> [Your task]
What follows is a listing to be repeated in full and without alteration.
━━━━━━━━━━━━━━━━━━━━━━━━━━━━━━
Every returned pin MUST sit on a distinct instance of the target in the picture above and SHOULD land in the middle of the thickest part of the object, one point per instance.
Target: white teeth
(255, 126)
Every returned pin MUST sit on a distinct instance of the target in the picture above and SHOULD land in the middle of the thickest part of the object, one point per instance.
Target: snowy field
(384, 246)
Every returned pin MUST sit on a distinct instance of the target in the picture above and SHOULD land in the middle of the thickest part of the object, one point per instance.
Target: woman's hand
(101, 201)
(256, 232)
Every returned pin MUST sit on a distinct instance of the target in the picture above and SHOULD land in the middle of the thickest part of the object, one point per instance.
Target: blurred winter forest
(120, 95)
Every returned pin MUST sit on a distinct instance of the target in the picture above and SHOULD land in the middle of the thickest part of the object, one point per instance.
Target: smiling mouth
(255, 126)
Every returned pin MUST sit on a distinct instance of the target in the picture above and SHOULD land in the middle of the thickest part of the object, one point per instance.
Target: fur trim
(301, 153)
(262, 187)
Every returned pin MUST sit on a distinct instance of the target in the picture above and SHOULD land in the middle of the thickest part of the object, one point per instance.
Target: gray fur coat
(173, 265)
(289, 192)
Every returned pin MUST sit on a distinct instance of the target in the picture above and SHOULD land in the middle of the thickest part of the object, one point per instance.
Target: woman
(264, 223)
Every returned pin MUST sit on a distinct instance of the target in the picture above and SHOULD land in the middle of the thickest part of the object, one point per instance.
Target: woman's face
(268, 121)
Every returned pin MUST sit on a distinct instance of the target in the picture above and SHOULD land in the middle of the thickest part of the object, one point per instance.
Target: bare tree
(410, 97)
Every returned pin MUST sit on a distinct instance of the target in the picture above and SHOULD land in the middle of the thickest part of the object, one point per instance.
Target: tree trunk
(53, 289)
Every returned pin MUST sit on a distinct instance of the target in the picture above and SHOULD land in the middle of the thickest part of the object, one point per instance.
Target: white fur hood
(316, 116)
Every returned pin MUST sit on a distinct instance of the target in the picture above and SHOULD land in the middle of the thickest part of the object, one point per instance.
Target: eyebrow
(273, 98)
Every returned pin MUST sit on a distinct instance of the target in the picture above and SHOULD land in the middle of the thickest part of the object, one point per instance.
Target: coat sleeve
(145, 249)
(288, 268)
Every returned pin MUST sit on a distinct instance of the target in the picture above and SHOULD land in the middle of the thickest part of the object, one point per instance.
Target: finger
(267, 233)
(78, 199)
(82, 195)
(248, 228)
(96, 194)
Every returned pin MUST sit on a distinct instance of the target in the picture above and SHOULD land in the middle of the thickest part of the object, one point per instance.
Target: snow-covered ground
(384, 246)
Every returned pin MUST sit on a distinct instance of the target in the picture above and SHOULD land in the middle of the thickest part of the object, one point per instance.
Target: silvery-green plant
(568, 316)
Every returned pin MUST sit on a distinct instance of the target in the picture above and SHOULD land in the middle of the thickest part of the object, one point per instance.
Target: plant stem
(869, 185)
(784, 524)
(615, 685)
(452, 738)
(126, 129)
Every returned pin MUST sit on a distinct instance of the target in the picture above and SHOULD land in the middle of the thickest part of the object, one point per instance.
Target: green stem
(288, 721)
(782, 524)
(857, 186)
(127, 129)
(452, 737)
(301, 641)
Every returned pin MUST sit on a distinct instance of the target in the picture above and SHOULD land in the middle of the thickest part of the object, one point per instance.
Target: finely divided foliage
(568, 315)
━━━━━━━━━━━━━━━━━━━━━━━━━━━━━━
> [Completed exercise]
Every returned pin MUST sit on a distinct instance of the target in the picture above and SHOULD land in the middle of the thickest part of the object, one point per instance.
Target: white teeth
(255, 126)
Every returned pin MUST sit on a distinct instance of the target in the picture above and SHOULD land in the middle of the thickest part of the object, one point per instance.
Target: snowy field
(384, 246)
Every returned pin MUST sit on a distinct instance of the target in the picture above and SHOULD land in the middle of the thickest part of the object, one point per instance.
Target: woman's hand
(101, 201)
(256, 232)
Every returned pin MUST sit on a distinct instance of the target in the picture above and SHOULD land in the middle of the thickest part of the object, one point per instance.
Target: blurred winter forest
(120, 95)
Every returned pin MUST sit on a distinct instance of the target in the picture above and SHOULD land in the middle of the thickest part of the object, one point per instance.
Target: smiling mouth
(255, 126)
Every returned pin MUST sit on a distinct instance of the target in the picture above and SHOULD land in the middle of the thickest part of the object, one point per instance.
Target: fur trim
(301, 153)
(262, 187)
Every returned pin MUST sit on a distinct instance of the target in the picture above and SHOULD land in the middle of the thickest part of the object, one point per instance.
Target: gray fur coat
(173, 265)
(289, 192)
Every returned pin MUST sit on a distinct instance of the target in the picture above and SHOULD land in the middle of the thickest part of the object, one point per instance.
Target: woman
(264, 223)
Every returned pin MUST sit on a distinct instance of the target in the picture above and SHOULD land in the middle of the thickest part of the object, one point per instance.
Target: woman's face
(268, 121)
Every returned pin MUST sit on a distinct instance of the target in the picture above and SHOULD land in the middle of the thickest part of the object, one point per instance.
Target: bare tree
(410, 97)
Every returned pin MUST sit on a distinct instance of the target in the picture above and SHOULD land in the middle of the thickest part of the object, one point per instance.
Target: tree trunk
(53, 289)
Every returned pin MUST sit on a distinct instance of the target in the picture above and SHOULD land in the middle of the thickest part of the object, one point per instance.
Target: white fur hood
(316, 116)
Every returned pin MUST sit on a distinct instance of the target in the picture above and SHOULD land in the middle of the thickest part of the object, one point per instance.
Target: eyebrow
(273, 98)
Every returned pin MUST sit on a distinct instance of the target in the picture above and SHOULD land in the middle of the thickest part of the object, one point per instance.
Target: coat sleeve
(145, 249)
(288, 268)
Every returned pin MUST sit on a distinct instance of the target in the picture above and SHOULD land in the middle of the thickest part of the object, one point per instance.
Target: finger
(267, 233)
(78, 199)
(82, 195)
(248, 228)
(96, 194)
Every returned pin MUST sit on a distinct instance of the target in the picture above and SHOULD land in the middle of the thickest part of the object, one point per instance.
Target: snow-covered ground
(384, 246)
Every returned pin MUST sit on a distinct instance of the target in the picture above and SHOULD land in the middle of the thickest part of the object, one point per instance.
Target: silvery-green plant
(568, 316)
Every returned pin MUST sit on a distinct instance of the target in the picture above and SHOULD land in the middle of the thickest part of the object, one point per instance.
Target: plant stem
(869, 185)
(784, 524)
(615, 685)
(452, 738)
(126, 129)
Every returned pin MUST sit on a distinct instance of the target in the picture above and SHOULD land in the middle of the thickest part of the object, one point per instance.
Target: green stem
(288, 721)
(782, 524)
(857, 186)
(127, 129)
(452, 737)
(301, 641)
Every returned pin MUST sit on a distinct instance of the target in the picture above and SHOULD land in the middle of the thickest part of the object, one point per instance.
Target: finely divided foliage
(568, 315)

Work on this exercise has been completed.